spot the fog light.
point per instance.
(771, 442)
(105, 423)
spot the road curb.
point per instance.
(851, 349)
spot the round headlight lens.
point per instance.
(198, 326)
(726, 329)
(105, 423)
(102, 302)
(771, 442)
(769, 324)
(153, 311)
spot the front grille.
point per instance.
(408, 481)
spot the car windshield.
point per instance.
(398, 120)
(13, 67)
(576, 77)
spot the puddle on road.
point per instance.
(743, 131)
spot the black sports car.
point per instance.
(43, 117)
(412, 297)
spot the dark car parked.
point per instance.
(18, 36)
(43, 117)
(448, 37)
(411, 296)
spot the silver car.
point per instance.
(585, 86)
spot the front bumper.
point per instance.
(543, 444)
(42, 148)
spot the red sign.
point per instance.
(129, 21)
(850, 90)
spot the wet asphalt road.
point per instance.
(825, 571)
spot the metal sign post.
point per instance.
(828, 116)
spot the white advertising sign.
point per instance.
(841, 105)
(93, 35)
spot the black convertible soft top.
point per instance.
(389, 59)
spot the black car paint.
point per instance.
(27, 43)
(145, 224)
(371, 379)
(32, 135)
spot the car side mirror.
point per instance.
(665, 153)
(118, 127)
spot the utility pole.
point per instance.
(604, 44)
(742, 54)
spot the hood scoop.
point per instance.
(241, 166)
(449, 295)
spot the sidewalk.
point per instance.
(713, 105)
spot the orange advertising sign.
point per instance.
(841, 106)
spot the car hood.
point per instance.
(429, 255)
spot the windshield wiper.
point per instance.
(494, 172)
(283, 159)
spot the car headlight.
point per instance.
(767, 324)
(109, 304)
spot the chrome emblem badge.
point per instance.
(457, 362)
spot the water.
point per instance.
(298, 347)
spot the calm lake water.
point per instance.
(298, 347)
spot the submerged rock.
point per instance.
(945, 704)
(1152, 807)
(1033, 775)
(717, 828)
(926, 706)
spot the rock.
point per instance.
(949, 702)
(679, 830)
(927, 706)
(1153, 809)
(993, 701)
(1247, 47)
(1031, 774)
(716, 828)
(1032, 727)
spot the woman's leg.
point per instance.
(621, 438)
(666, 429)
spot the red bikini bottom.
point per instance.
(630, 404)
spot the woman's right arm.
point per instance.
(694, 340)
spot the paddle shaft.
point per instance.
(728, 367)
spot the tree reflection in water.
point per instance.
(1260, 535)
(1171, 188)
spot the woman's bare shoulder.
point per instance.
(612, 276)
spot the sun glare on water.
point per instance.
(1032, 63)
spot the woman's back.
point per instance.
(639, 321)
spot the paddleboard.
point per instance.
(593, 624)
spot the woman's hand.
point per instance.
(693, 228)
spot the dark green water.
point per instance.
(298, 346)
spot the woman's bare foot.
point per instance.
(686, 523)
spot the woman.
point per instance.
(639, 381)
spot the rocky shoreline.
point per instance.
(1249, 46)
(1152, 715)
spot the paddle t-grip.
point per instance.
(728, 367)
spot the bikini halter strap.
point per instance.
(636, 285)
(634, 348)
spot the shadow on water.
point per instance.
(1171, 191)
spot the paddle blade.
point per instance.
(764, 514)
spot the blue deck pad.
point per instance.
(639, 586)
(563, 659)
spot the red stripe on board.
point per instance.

....

● **Exercise requirements**
Turn every line of the material above into a numbered list, leaving out any blank lines.

● **Response to the task**
1. spot the fog light.
2. point per instance.
3. (771, 442)
4. (105, 423)
5. spot the road curb.
6. point per instance.
7. (851, 349)
8. spot the round headlight lens.
9. point per instance.
10. (198, 326)
11. (726, 329)
12. (105, 423)
13. (102, 302)
14. (771, 442)
15. (769, 324)
16. (153, 311)
17. spot the front grille.
18. point per instance.
19. (408, 481)
20. spot the car windshield.
21. point per instance.
22. (398, 120)
23. (13, 67)
24. (576, 77)
25. spot the puddle on road.
26. point per instance.
27. (743, 131)
28. spot the black sports car.
29. point per instance.
30. (43, 117)
31. (412, 297)
32. spot the dark car parked.
33. point per instance.
34. (18, 36)
35. (43, 117)
36. (448, 37)
37. (411, 296)
38. spot the silver car.
39. point per instance.
40. (585, 86)
41. spot the front bumper.
42. point per instance.
43. (543, 444)
44. (42, 148)
45. spot the red sign.
46. point per instance.
47. (129, 21)
48. (850, 90)
49. spot the wet asphalt road.
50. point per instance.
51. (825, 571)
52. spot the metal sign post.
53. point per instance.
54. (828, 116)
55. spot the white advertising sign.
56. point per instance.
57. (841, 105)
58. (93, 35)
59. spot the black convertible soft top.
60. point per instance.
61. (389, 59)
62. spot the black car paint.
63. point per instance.
64. (27, 43)
65. (145, 224)
66. (371, 379)
67. (32, 135)
68. spot the car side mirror.
69. point per instance.
70. (665, 153)
71. (118, 127)
72. spot the utility pole.
73. point per instance.
74. (604, 44)
75. (742, 54)
76. spot the hood scoop.
77. point per instance.
78. (241, 166)
79. (449, 295)
80. spot the sidewalk.
81. point per instance.
82. (713, 105)
83. spot the orange advertising sign.
84. point per instance.
85. (841, 106)
86. spot the car hood.
87. point per instance.
88. (429, 255)
89. spot the windshield wiper.
90. point per instance.
91. (494, 172)
92. (283, 159)
93. spot the car headlight.
94. point per instance.
95. (767, 324)
96. (109, 304)
97. spot the chrome emblem badge.
98. point per instance.
99. (457, 362)
100. spot the water.
101. point per instance.
102. (298, 347)
103. spot the calm lake water.
104. point per instance.
105. (298, 347)
106. spot the submerged rock.
107. point per instance.
108. (945, 704)
109. (1152, 807)
110. (1033, 775)
111. (717, 828)
112. (926, 706)
113. spot the rock.
114. point per instance.
115. (949, 702)
116. (679, 830)
117. (927, 706)
118. (1153, 809)
119. (993, 701)
120. (1247, 47)
121. (1031, 774)
122. (716, 828)
123. (1032, 727)
124. spot the woman's leg.
125. point per instance.
126. (621, 438)
127. (666, 429)
128. spot the red bikini bottom.
129. point per instance.
130. (630, 404)
131. spot the woman's right arm.
132. point per instance.
133. (694, 340)
134. spot the paddle shaft.
135. point per instance.
136. (728, 367)
137. spot the tree reflection in water.
138. point per instance.
139. (1260, 535)
140. (1171, 188)
141. spot the woman's bare shoulder.
142. point per instance.
143. (612, 276)
144. spot the sun glare on water.
145. point per instance.
146. (1032, 63)
147. spot the woman's back.
148. point per instance.
149. (639, 321)
150. spot the paddleboard.
151. point per instance.
152. (593, 624)
153. spot the woman's hand.
154. point per instance.
155. (693, 228)
156. spot the dark green water.
157. point per instance.
158. (298, 346)
159. spot the woman's bare foot.
160. point per instance.
161. (686, 523)
162. spot the woman.
163. point per instance.
164. (639, 381)
165. spot the rocky shoreline.
166. point per instance.
167. (1249, 46)
168. (1152, 715)
169. spot the paddle t-grip.
170. point per instance.
171. (728, 367)
172. spot the bikini halter strap.
173. point per instance.
174. (636, 285)
175. (634, 348)
176. spot the shadow on water.
177. point per instance.
178. (1171, 191)
179. spot the paddle blade.
180. point per instance.
181. (764, 514)
182. spot the blue deck pad.
183. point per instance.
184. (639, 586)
185. (563, 659)
186. spot the red stripe on board.
187. point per instance.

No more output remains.